:: Records for the exercise ::
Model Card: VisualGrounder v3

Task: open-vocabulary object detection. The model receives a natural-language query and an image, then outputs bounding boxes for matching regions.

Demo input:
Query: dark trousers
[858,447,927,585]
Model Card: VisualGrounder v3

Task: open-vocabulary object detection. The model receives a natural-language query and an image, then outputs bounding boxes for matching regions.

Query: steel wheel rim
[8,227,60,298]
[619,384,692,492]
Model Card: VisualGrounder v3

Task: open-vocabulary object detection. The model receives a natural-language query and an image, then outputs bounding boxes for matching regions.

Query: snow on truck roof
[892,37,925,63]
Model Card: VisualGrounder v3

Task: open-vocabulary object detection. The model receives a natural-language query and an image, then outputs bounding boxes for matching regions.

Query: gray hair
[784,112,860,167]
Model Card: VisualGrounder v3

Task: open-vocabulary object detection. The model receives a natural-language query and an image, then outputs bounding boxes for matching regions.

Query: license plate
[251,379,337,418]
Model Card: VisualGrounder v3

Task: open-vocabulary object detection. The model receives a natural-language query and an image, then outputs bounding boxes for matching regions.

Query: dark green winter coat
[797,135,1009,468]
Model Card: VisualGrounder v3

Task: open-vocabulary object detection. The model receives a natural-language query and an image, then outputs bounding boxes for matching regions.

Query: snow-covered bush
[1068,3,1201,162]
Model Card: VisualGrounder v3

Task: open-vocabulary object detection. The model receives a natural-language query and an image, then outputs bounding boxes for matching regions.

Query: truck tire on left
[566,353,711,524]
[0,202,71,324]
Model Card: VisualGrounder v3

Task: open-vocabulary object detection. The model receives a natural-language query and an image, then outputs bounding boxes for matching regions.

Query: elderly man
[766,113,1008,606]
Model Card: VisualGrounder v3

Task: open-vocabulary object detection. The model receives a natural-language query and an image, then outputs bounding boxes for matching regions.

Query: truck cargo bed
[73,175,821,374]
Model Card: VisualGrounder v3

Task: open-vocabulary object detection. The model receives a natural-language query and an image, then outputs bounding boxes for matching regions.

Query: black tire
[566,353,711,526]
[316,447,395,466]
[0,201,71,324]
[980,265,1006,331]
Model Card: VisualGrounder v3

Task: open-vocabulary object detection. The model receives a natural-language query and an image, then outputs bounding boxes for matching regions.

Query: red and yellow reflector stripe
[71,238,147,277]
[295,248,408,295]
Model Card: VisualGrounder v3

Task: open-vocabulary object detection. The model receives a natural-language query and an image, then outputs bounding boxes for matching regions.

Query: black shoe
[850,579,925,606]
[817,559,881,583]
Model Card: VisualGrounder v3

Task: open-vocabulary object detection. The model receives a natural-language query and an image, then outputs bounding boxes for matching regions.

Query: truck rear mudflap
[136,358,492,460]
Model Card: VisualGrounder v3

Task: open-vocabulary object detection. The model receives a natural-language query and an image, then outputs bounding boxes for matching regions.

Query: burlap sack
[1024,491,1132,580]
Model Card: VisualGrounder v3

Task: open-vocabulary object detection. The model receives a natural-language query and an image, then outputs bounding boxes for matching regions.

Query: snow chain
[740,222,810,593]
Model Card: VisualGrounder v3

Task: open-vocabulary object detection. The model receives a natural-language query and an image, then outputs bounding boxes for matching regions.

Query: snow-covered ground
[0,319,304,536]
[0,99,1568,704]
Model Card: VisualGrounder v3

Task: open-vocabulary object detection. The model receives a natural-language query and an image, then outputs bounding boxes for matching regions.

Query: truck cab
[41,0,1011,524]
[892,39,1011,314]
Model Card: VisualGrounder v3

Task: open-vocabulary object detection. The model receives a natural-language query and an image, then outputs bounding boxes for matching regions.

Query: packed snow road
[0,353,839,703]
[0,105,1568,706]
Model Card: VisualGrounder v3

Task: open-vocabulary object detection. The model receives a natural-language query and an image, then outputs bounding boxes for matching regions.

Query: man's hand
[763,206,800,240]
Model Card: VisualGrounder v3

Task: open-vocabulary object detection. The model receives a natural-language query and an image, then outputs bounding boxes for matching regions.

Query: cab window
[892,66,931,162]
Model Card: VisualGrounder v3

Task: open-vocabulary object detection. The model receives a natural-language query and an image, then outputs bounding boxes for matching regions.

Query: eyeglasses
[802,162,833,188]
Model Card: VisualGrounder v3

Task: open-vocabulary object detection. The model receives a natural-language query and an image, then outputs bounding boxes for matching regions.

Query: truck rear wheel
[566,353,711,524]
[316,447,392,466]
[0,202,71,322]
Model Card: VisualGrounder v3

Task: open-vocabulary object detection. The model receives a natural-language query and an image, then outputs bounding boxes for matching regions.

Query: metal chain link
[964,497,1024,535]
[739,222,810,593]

:: The problem ::
Gather every line of the material above that contains the string "rear". Treat case as significant.

:: Written answer ::
Query: truck rear mudflap
Query: truck rear wheel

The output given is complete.